_ACTIVITY_: Among the records that follow, find the line with "Every <instance> block yields" and the line with "positive clicks: (256, 392)". Set down those lines and all lines between them exactly, without adding anything.
====
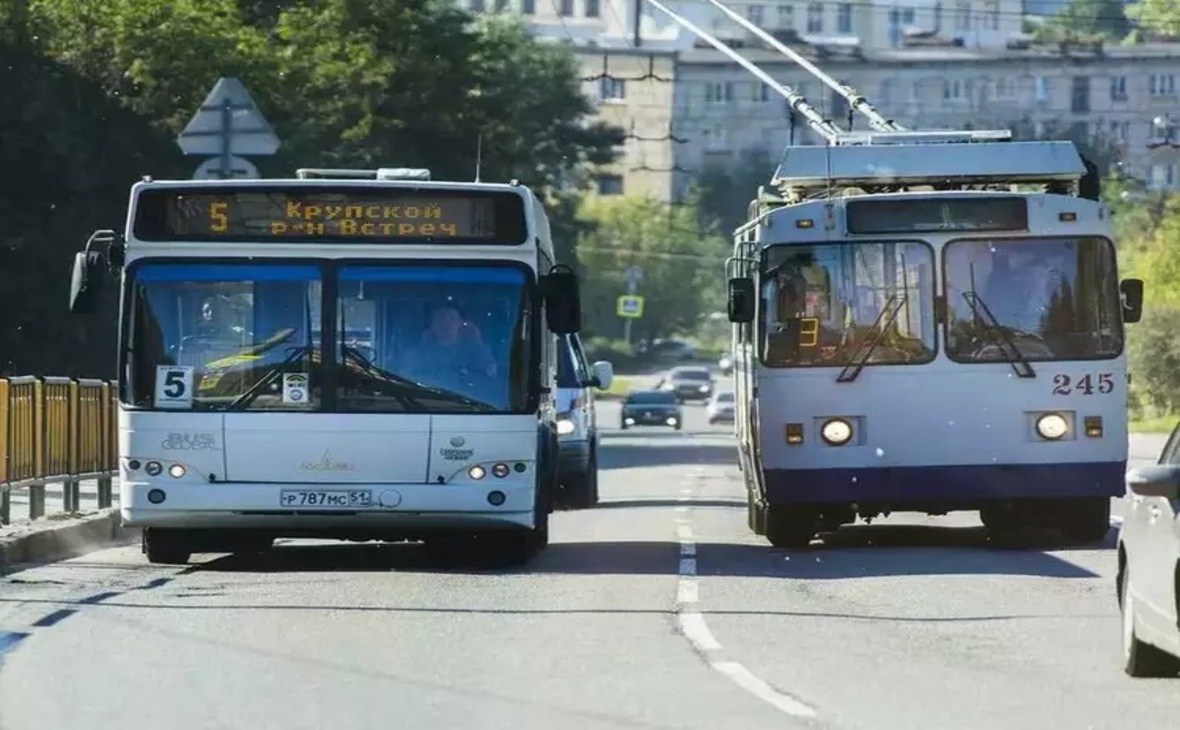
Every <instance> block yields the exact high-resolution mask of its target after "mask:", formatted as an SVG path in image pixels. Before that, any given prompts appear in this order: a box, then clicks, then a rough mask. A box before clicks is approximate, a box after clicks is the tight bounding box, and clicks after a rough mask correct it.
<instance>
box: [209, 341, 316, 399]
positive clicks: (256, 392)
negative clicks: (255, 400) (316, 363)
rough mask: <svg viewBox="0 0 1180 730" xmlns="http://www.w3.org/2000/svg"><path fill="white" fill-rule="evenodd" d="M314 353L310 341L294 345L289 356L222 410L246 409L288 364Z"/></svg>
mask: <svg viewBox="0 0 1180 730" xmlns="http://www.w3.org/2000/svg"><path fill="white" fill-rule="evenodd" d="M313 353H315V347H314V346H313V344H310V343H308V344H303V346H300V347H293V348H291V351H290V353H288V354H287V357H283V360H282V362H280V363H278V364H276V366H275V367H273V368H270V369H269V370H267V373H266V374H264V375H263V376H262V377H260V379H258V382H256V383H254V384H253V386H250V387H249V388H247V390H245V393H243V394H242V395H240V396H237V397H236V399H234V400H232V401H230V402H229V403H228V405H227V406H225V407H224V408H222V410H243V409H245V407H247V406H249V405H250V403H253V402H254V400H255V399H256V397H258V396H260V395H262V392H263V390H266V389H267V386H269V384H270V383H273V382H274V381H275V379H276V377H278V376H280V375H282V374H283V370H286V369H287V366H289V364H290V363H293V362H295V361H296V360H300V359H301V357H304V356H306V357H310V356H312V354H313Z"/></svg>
====
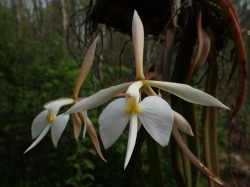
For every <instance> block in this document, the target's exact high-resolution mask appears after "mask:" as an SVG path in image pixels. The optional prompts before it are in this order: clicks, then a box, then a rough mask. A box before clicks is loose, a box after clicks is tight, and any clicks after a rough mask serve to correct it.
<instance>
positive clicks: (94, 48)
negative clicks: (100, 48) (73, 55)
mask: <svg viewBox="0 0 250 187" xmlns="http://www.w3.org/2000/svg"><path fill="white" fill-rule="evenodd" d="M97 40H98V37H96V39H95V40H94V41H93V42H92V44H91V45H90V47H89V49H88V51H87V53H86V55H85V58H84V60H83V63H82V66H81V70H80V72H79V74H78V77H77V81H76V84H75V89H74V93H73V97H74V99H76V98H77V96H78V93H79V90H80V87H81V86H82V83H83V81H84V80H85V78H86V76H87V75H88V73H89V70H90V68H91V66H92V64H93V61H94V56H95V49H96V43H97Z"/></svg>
====
_TASK OUTPUT_:
Every <instance> block yields the exact high-resolution mask of its target after "mask:", formatted as an SVG path in image pixels. Before that, any given prompts appear in this order: a box, then clicks, then a rough mask. A box before clicks is approximate, a box after clicks is the tight bounding box, and clicks after a rough mask correct it.
<instance>
box: [209, 341, 316, 399]
positive clicks: (256, 392)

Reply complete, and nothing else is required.